Rewrite the listing below, changing every "integer pixel boxes" to "pixel-coordinate boxes" and leaving all other text unchanged.

* Provided material *
-- -- --

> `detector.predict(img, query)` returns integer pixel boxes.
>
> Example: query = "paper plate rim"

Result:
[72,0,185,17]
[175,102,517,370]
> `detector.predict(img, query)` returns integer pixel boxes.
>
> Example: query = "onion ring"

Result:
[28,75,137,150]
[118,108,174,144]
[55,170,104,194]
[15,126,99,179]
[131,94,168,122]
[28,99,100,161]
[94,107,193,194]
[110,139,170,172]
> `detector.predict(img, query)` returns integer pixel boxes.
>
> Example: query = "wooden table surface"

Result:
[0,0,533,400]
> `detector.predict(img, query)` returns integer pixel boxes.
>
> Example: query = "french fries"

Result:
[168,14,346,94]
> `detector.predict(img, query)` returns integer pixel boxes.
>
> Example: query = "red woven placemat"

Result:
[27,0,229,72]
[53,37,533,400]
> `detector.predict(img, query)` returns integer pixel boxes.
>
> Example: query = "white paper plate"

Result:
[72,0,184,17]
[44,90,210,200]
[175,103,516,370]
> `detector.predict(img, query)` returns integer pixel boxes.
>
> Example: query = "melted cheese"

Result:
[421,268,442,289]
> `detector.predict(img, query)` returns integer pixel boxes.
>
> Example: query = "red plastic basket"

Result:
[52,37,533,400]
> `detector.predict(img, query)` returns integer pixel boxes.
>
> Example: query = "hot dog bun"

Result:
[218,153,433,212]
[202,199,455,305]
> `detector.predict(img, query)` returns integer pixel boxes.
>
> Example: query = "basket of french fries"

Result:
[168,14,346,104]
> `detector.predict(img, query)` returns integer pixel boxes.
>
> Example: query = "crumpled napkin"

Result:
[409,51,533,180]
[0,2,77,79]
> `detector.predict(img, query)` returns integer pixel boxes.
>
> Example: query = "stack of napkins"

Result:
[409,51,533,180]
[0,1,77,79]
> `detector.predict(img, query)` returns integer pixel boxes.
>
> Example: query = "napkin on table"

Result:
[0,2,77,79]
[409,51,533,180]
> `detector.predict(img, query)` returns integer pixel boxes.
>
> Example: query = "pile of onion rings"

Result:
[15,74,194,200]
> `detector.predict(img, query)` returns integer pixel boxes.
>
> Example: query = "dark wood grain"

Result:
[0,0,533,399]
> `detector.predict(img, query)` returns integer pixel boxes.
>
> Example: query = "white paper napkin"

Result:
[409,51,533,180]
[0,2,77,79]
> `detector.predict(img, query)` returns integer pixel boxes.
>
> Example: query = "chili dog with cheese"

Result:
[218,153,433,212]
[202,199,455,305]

-- -- --

* Response *
> `detector.predict(img, query)` returns pixel-coordinate boxes.
>
> Example: query = "paper plate rim"

Result:
[72,0,185,17]
[175,102,517,370]
> `detector.predict(img, query)` returns pixel-coordinate boxes.
>
> Example: query = "onion ring"

Result:
[28,75,137,150]
[118,108,174,144]
[55,170,104,194]
[15,126,99,179]
[131,94,168,122]
[28,99,100,161]
[94,107,193,194]
[110,139,170,172]
> `detector.predict(img, query)` returns pixel-coordinate boxes.
>
> Example: query = "wooden table surface"

Result:
[0,0,533,400]
> `detector.predict(img, query)` returns pixel-coordinate boxes.
>
> Example: query = "french fries"

Result:
[168,14,346,94]
> `detector.predict(img, query)` returns pixel-coordinate boxes.
>
> Example: query = "red woven placemat"

Result:
[27,0,229,72]
[53,37,533,400]
> `detector.predict(img, query)` returns pixel-coordinate boxes.
>
> Example: query = "white paper plate"

Result:
[72,0,184,17]
[44,90,210,200]
[175,103,516,370]
> `detector.predict(img, query)` returns pixel-coordinate boxes.
>
> Example: query = "melted cheese"

Result:
[421,268,442,289]
> `detector.predict(img, query)` returns pixel-coordinate boxes.
>
> Example: query = "red plastic basket"

Result:
[52,37,533,400]
> `detector.predict(img, query)` returns pixel-coordinate boxes.
>
> Example: query = "hot dog bun"

Result:
[218,153,433,212]
[202,199,455,305]
> `detector.predict(img, query)` returns pixel-coordinate boxes.
>
> Example: query = "basket of french fries"

Result:
[168,14,346,104]
> `detector.predict(img, query)` returns pixel-coordinate boxes.
>
> Example: query = "crumpled napkin"

Result:
[409,51,533,180]
[0,2,77,79]
> `detector.predict(img, query)` returns pixel-coordinate boxes.
>
> Example: query = "stack of napkins"

Result:
[409,51,533,180]
[0,1,77,79]
> `detector.predict(img, query)` returns pixel-coordinate boxes.
>
> Example: query = "napkin on table"

Result:
[0,2,77,79]
[409,51,533,180]
> `detector.predict(img, query)` returns pixel-coordinate boxes.
>
> Example: query = "pile of onion rings"

Result:
[15,74,194,200]
> `detector.predict(img, query)` returns pixel-coordinate boxes.
>
> Example: query = "dark wood grain"

Result:
[0,0,533,399]
> `detector.predict(img, query)` returns pixel-coordinate boxes.
>
> Example: query = "white paper napkin"

Result:
[409,51,533,180]
[0,2,77,79]
> `detector.predict(img, query)` returns pixel-coordinate boxes.
>
> Example: query = "chili dog with cheese"

Result:
[218,153,433,212]
[202,199,455,305]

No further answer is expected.